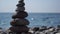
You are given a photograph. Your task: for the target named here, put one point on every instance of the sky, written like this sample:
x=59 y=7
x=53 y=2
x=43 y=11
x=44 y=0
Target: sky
x=31 y=6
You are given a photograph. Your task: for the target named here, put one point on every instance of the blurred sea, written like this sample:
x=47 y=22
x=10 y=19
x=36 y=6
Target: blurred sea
x=36 y=19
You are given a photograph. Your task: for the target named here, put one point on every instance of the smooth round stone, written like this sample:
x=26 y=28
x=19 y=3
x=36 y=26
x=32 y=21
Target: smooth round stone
x=21 y=0
x=19 y=29
x=20 y=14
x=19 y=22
x=20 y=5
x=20 y=9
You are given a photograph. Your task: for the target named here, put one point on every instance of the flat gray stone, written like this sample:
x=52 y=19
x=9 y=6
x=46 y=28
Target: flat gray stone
x=19 y=22
x=20 y=9
x=19 y=29
x=20 y=14
x=20 y=4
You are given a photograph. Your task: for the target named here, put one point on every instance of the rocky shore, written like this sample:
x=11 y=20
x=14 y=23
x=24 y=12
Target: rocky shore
x=37 y=30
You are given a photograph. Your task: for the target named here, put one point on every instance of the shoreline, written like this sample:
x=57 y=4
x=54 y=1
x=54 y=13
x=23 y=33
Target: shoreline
x=39 y=30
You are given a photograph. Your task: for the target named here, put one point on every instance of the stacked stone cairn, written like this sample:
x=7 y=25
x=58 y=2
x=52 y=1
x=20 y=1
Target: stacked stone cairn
x=19 y=22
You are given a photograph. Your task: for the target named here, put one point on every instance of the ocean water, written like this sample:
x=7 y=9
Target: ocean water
x=35 y=19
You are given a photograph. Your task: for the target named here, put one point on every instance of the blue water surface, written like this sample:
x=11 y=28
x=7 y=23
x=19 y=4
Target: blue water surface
x=35 y=19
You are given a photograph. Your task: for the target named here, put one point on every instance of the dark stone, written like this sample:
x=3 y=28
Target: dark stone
x=19 y=22
x=20 y=5
x=20 y=9
x=19 y=29
x=20 y=14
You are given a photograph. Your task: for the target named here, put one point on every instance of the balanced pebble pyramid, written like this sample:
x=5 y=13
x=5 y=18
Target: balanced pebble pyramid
x=19 y=22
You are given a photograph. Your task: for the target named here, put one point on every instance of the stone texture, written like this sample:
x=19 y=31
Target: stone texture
x=20 y=14
x=18 y=22
x=20 y=5
x=19 y=29
x=20 y=9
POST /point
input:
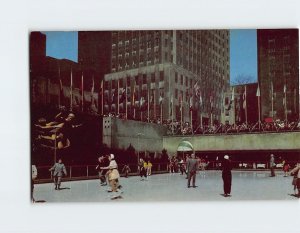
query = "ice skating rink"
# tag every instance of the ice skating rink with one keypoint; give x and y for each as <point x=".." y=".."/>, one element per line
<point x="246" y="185"/>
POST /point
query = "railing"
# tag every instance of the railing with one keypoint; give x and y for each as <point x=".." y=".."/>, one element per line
<point x="81" y="172"/>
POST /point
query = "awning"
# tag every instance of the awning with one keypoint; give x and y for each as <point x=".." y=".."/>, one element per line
<point x="185" y="146"/>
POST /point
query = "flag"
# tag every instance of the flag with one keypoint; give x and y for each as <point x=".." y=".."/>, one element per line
<point x="258" y="91"/>
<point x="82" y="92"/>
<point x="244" y="98"/>
<point x="161" y="99"/>
<point x="61" y="92"/>
<point x="171" y="104"/>
<point x="92" y="92"/>
<point x="197" y="89"/>
<point x="200" y="100"/>
<point x="272" y="91"/>
<point x="211" y="102"/>
<point x="191" y="102"/>
<point x="123" y="95"/>
<point x="71" y="91"/>
<point x="142" y="102"/>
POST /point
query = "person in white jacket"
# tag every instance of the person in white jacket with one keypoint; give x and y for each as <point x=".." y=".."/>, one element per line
<point x="113" y="177"/>
<point x="296" y="181"/>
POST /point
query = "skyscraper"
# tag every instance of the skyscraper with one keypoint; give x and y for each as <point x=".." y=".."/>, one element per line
<point x="278" y="73"/>
<point x="168" y="74"/>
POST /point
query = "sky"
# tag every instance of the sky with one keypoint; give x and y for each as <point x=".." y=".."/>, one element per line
<point x="243" y="55"/>
<point x="243" y="52"/>
<point x="62" y="45"/>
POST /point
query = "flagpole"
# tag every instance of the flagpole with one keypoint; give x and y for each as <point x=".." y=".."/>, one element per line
<point x="126" y="100"/>
<point x="285" y="107"/>
<point x="102" y="96"/>
<point x="148" y="106"/>
<point x="59" y="99"/>
<point x="181" y="113"/>
<point x="118" y="102"/>
<point x="272" y="100"/>
<point x="154" y="105"/>
<point x="192" y="121"/>
<point x="92" y="92"/>
<point x="71" y="92"/>
<point x="258" y="105"/>
<point x="82" y="92"/>
<point x="161" y="118"/>
<point x="246" y="112"/>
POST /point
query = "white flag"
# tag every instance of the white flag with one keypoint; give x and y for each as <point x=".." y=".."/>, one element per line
<point x="258" y="91"/>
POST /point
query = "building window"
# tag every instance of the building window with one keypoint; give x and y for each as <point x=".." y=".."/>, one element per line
<point x="144" y="79"/>
<point x="137" y="80"/>
<point x="161" y="76"/>
<point x="113" y="84"/>
<point x="152" y="78"/>
<point x="128" y="81"/>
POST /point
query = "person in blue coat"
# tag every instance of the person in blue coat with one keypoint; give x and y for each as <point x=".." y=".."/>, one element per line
<point x="226" y="176"/>
<point x="58" y="170"/>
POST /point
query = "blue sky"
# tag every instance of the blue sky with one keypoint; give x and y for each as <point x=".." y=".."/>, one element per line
<point x="243" y="54"/>
<point x="243" y="51"/>
<point x="62" y="45"/>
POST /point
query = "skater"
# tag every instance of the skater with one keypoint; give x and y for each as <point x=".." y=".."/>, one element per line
<point x="182" y="167"/>
<point x="296" y="179"/>
<point x="286" y="168"/>
<point x="143" y="169"/>
<point x="272" y="165"/>
<point x="192" y="166"/>
<point x="226" y="176"/>
<point x="126" y="170"/>
<point x="101" y="172"/>
<point x="113" y="177"/>
<point x="59" y="170"/>
<point x="149" y="168"/>
<point x="33" y="177"/>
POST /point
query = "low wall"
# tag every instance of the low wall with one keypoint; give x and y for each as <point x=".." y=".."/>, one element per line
<point x="143" y="136"/>
<point x="237" y="142"/>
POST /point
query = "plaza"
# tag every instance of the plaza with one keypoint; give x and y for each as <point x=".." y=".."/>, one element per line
<point x="170" y="187"/>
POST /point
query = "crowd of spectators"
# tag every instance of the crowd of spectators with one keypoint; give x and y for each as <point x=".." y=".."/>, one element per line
<point x="176" y="128"/>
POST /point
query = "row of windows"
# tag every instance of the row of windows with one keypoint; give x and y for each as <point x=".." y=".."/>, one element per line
<point x="139" y="79"/>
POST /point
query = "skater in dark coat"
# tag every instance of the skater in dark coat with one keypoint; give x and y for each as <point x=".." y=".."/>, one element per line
<point x="226" y="175"/>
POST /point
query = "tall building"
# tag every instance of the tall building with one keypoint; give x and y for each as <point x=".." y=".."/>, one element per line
<point x="94" y="55"/>
<point x="166" y="74"/>
<point x="278" y="73"/>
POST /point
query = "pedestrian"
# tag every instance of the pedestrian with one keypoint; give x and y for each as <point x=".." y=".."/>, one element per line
<point x="182" y="167"/>
<point x="149" y="168"/>
<point x="286" y="168"/>
<point x="142" y="169"/>
<point x="226" y="176"/>
<point x="272" y="165"/>
<point x="113" y="177"/>
<point x="296" y="179"/>
<point x="192" y="166"/>
<point x="126" y="170"/>
<point x="33" y="177"/>
<point x="58" y="170"/>
<point x="102" y="172"/>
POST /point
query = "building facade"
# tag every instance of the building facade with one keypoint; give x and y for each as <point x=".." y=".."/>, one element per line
<point x="173" y="74"/>
<point x="278" y="73"/>
<point x="241" y="104"/>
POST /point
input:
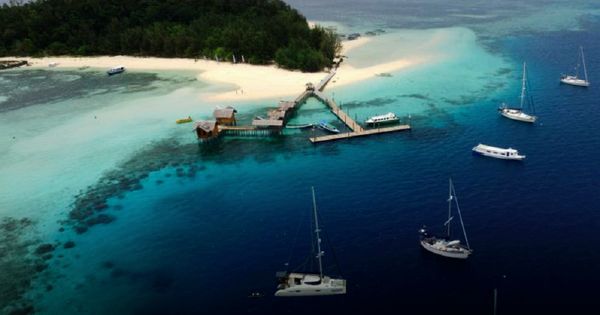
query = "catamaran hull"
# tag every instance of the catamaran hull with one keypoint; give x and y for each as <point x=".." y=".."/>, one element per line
<point x="581" y="83"/>
<point x="312" y="291"/>
<point x="501" y="157"/>
<point x="518" y="117"/>
<point x="457" y="255"/>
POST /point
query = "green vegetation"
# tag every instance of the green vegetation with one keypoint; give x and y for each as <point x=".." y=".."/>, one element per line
<point x="262" y="31"/>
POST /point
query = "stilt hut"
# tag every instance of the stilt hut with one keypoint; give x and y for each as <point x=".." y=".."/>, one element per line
<point x="225" y="116"/>
<point x="206" y="129"/>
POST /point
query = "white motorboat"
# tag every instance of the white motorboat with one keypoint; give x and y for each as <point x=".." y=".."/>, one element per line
<point x="445" y="246"/>
<point x="310" y="284"/>
<point x="116" y="70"/>
<point x="499" y="153"/>
<point x="574" y="79"/>
<point x="517" y="113"/>
<point x="382" y="119"/>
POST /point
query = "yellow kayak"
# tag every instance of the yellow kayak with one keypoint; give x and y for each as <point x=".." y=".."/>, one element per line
<point x="184" y="120"/>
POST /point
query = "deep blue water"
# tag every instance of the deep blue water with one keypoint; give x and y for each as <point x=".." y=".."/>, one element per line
<point x="201" y="245"/>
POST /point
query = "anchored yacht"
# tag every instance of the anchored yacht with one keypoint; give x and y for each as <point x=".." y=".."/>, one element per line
<point x="499" y="153"/>
<point x="310" y="284"/>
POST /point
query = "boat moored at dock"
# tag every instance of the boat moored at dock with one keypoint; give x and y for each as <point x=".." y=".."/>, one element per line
<point x="328" y="127"/>
<point x="498" y="153"/>
<point x="388" y="118"/>
<point x="116" y="70"/>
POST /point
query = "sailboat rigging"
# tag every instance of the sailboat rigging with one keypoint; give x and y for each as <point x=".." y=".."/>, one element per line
<point x="310" y="284"/>
<point x="517" y="113"/>
<point x="444" y="245"/>
<point x="574" y="79"/>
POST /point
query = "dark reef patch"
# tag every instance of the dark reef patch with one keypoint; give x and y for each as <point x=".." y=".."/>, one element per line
<point x="22" y="258"/>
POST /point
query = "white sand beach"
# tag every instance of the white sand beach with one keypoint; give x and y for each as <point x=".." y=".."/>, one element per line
<point x="250" y="82"/>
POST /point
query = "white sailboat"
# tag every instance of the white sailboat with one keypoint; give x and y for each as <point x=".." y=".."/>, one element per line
<point x="517" y="113"/>
<point x="574" y="79"/>
<point x="310" y="284"/>
<point x="445" y="246"/>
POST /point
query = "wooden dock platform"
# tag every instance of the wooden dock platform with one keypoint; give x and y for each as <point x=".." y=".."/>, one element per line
<point x="335" y="109"/>
<point x="363" y="132"/>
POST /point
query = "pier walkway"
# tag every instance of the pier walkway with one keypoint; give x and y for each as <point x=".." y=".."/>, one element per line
<point x="335" y="109"/>
<point x="278" y="118"/>
<point x="364" y="132"/>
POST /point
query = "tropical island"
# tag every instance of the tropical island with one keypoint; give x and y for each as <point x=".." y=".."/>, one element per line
<point x="252" y="31"/>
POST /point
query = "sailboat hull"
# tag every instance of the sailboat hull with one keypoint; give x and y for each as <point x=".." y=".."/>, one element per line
<point x="575" y="81"/>
<point x="517" y="114"/>
<point x="299" y="284"/>
<point x="457" y="252"/>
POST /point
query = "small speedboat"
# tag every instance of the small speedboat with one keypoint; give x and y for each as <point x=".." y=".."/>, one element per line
<point x="184" y="120"/>
<point x="115" y="70"/>
<point x="516" y="114"/>
<point x="328" y="127"/>
<point x="498" y="153"/>
<point x="382" y="119"/>
<point x="299" y="126"/>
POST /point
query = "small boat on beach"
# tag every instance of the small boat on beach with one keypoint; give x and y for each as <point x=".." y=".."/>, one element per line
<point x="517" y="113"/>
<point x="498" y="153"/>
<point x="382" y="119"/>
<point x="328" y="127"/>
<point x="116" y="70"/>
<point x="310" y="284"/>
<point x="444" y="245"/>
<point x="574" y="79"/>
<point x="184" y="120"/>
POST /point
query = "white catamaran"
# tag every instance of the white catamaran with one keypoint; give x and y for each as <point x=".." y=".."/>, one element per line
<point x="518" y="113"/>
<point x="445" y="246"/>
<point x="574" y="79"/>
<point x="310" y="284"/>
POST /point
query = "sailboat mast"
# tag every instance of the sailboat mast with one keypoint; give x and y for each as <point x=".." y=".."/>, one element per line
<point x="449" y="206"/>
<point x="317" y="231"/>
<point x="460" y="217"/>
<point x="523" y="84"/>
<point x="583" y="61"/>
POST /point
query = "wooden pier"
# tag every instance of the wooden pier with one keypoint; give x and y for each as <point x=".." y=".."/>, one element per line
<point x="354" y="134"/>
<point x="279" y="117"/>
<point x="335" y="109"/>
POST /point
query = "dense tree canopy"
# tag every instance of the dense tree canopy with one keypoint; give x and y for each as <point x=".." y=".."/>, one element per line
<point x="262" y="31"/>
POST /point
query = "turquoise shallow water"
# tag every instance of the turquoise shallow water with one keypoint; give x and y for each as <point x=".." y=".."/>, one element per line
<point x="197" y="228"/>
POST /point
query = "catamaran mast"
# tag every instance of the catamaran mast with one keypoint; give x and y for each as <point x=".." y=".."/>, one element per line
<point x="460" y="216"/>
<point x="583" y="61"/>
<point x="523" y="84"/>
<point x="449" y="206"/>
<point x="317" y="230"/>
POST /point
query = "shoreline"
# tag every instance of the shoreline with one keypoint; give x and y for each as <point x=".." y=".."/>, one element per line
<point x="250" y="82"/>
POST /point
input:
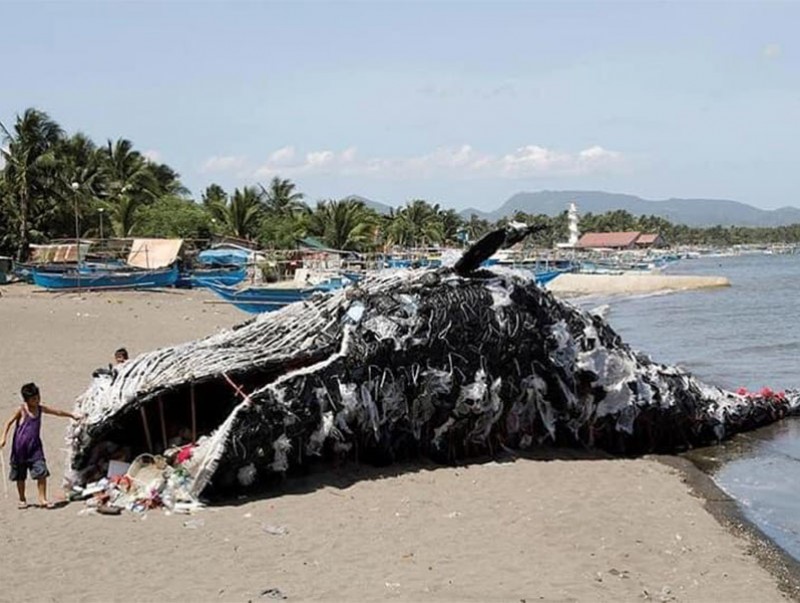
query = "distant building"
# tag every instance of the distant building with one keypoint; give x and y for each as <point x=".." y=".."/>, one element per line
+---+
**What you are asked to do:**
Go through the entries and filter for lines holding the word "distant"; copy each match.

**Exercise response:**
query = "distant building"
# tag every instance of the distant building with one keypoint; give x and y for each as <point x=".." y=".."/>, one element per line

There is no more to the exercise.